What you need to do -
1 - Answer these questions from the nozzle selection thread below:
(a) What ratio does g-man give for 360, 180 and 90 degree heads?
(b) How many gallons per minute can schmendog's system support?
(c) How many heads are in each of schmendog's two zones?
2 - Reproduce word for word the portion of the nozzle selection thread below starting with "Yes. 4:2:1 ratio" and going on through "the same time?".
3 - Render this sentence from the nozzle selection thread below into Spanish: "Some controllers, though, may have issues activating both valves if wired together."

Text shown -
>> Begin

# Nozzle selection help pls



## schmendog (Jul 26, 2021)

I've been reading the irrigation tutorials, but can't seem to find an answer to this question.

If I have a small square layout with 4 corner heads and 1 head in the center of the yard (all equally spaced apart), and determined that I need a 4.0 gpm nozzle for my 360* head in the center of the yard, would that mean that my 4 heads in the corners (90* rotation on each) would require a 1.0 gpm nozzle?


----------



## g-man (Jun 15, 2017)

Yes. 4:2:1 ratio for 360, 180, 90 degrees.


----------



## schmendog (Jul 26, 2021)

Thanks @g-man

Another question. My system can support 11 GPM (I tested the flow at the spigot which is coming off the supply side of my well pump, with a 5 gallon bucket and a 2 foot length of hose). I have two zones with six heads in each zone. Combined (12 heads whose total nozzle gpm is 10.0 gpm) will only run 10 GPM. Is it wise to run both zones at the same time?


----------



## bernstem (Jan 16, 2018)

You can run both zones at the same time if you have the flow and pressure to support it. Some controllers, though, may have issues activating both valves if wired together. As far as I know, it should not harm the valves or plumbing assuming that the supply pipes will support the flow rate without velocity problems.


----------

>> End

Given data -
>> Begin

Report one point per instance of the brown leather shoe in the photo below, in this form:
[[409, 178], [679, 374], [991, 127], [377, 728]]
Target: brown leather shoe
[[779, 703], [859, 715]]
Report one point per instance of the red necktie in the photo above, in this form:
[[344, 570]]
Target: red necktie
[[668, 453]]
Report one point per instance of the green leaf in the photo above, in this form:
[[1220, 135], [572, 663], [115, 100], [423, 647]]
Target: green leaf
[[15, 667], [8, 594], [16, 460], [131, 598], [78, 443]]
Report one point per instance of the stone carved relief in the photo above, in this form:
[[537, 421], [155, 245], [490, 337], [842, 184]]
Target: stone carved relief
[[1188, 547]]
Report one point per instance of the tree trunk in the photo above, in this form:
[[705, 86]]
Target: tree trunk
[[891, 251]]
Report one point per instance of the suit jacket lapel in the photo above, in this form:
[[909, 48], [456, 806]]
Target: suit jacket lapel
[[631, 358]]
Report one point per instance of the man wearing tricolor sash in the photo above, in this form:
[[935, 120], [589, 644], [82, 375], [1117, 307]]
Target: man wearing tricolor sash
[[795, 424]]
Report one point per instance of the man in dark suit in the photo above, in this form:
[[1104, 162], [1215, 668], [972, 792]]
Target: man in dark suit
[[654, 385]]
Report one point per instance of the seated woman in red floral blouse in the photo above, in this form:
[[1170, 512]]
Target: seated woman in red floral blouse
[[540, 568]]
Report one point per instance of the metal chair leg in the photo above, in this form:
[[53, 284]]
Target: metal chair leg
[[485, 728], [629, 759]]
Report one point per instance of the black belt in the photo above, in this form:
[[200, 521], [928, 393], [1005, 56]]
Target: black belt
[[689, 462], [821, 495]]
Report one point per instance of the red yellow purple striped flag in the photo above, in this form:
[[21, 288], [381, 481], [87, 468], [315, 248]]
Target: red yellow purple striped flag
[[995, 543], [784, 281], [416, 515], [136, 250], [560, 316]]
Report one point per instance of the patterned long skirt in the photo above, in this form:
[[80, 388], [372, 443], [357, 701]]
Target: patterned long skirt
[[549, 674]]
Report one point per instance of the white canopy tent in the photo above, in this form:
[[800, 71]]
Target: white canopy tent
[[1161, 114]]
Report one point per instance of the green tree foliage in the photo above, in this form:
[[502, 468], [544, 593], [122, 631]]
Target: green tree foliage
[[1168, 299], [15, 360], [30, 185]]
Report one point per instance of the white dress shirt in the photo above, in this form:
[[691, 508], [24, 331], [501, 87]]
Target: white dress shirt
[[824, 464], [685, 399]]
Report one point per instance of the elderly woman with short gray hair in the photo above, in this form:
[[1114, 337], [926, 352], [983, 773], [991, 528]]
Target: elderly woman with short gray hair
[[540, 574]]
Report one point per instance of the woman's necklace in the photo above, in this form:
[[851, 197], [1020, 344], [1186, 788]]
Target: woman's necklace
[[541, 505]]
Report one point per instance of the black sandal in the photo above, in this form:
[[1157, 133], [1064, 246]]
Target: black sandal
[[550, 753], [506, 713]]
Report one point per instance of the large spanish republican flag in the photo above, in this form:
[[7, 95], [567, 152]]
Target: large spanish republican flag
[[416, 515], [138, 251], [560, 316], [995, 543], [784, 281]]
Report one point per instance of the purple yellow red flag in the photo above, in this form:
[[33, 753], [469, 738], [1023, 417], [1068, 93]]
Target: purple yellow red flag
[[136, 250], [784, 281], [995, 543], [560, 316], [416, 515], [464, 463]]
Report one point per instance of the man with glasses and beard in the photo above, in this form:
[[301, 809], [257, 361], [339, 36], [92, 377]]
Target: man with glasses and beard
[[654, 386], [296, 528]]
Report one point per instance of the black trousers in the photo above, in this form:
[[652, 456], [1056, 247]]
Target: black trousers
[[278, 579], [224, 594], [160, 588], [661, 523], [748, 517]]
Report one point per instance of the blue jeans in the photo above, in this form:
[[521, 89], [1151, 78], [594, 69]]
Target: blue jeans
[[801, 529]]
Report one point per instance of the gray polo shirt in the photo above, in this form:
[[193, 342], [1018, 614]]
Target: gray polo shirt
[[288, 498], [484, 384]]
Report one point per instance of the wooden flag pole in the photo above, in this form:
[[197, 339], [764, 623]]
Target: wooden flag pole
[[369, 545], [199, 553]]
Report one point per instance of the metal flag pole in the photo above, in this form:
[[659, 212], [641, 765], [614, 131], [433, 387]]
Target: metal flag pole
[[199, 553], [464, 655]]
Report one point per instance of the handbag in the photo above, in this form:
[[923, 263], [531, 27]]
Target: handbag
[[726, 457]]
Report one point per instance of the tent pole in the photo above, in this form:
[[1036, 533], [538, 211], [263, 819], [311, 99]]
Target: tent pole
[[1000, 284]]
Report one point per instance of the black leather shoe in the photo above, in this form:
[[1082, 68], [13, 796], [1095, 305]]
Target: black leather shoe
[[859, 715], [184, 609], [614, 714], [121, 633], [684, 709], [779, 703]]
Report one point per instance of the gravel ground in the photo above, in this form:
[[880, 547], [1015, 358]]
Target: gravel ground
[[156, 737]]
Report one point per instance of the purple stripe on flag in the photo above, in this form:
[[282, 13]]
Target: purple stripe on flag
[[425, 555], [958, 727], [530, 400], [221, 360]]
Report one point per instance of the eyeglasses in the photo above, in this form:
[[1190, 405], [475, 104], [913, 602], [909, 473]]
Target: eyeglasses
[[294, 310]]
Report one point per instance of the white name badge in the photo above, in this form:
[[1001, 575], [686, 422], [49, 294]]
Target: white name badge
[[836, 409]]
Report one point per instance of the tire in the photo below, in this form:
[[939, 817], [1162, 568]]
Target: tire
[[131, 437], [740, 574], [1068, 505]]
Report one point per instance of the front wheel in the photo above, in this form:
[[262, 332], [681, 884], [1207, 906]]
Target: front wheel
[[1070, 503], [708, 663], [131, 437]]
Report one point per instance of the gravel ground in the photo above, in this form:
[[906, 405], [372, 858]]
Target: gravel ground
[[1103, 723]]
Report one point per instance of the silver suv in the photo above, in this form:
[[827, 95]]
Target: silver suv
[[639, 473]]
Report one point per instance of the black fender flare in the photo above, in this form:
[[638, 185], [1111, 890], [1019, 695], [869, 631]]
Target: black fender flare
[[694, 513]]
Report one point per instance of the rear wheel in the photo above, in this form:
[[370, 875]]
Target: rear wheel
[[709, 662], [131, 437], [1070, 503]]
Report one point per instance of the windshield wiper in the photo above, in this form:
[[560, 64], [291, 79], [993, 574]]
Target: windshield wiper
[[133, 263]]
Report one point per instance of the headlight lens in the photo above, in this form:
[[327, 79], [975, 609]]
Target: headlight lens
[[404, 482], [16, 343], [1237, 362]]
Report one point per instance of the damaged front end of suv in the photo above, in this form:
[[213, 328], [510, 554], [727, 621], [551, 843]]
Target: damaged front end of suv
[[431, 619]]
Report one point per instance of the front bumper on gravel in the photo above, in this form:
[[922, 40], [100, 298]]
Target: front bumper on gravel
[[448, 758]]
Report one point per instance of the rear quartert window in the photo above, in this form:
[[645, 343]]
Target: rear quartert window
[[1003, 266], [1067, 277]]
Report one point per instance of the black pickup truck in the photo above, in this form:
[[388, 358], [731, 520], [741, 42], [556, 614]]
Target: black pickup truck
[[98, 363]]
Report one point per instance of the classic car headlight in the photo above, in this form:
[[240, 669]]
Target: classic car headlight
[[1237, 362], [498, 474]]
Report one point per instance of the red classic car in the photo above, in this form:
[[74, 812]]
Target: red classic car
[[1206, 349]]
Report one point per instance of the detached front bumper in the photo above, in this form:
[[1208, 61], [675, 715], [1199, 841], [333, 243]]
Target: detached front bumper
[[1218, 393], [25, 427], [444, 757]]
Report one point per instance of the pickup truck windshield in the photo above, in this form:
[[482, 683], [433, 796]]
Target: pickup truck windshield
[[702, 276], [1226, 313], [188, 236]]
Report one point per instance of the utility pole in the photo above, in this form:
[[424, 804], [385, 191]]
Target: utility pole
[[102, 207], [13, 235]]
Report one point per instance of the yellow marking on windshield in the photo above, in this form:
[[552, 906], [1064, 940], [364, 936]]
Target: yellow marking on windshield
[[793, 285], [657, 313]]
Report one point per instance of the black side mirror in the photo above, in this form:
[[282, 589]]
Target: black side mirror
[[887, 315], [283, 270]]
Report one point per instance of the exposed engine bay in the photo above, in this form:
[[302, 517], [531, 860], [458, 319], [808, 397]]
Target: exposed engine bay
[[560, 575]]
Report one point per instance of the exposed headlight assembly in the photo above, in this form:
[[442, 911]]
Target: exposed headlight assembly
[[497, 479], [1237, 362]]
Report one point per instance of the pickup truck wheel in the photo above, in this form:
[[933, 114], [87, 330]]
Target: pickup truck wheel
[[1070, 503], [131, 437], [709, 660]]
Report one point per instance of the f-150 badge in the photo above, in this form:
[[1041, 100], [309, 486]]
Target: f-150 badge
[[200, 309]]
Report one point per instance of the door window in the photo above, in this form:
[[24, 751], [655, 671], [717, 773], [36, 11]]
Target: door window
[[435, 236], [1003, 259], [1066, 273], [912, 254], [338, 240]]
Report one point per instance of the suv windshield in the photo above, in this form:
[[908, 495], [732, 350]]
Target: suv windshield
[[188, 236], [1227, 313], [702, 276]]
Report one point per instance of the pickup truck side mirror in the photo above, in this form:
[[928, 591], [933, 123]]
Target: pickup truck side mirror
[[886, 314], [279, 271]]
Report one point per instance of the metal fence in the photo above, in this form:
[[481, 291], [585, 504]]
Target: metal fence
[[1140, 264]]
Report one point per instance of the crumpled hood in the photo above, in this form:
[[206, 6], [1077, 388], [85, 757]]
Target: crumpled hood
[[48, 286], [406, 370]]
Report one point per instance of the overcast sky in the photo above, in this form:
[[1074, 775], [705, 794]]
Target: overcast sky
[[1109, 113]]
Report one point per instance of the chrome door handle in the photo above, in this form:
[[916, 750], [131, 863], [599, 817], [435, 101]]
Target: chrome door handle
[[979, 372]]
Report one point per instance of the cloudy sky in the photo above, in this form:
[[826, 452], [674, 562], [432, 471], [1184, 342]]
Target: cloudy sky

>> End

Solutions to the problems -
1 -
(a) 4:2:1
(b) 11 GPM
(c) Six

2 -
Yes. 4:2:1 ratio for 360, 180, 90 degrees.


----------



## schmendog (Jul 26, 2021)

Thanks @g-man

Another question. My system can support 11 GPM (I tested the flow at the spigot which is coming off the supply side of my well pump, with a 5 gallon bucket and a 2 foot length of hose). I have two zones with six heads in each zone. Combined (12 heads whose total nozzle gpm is 10.0 gpm) will only run 10 GPM. Is it wise to run both zones at the same time?

3 - Sin embargo, algunos controladores pueden tener problemas para activar ambas válvulas si están cableadas juntas.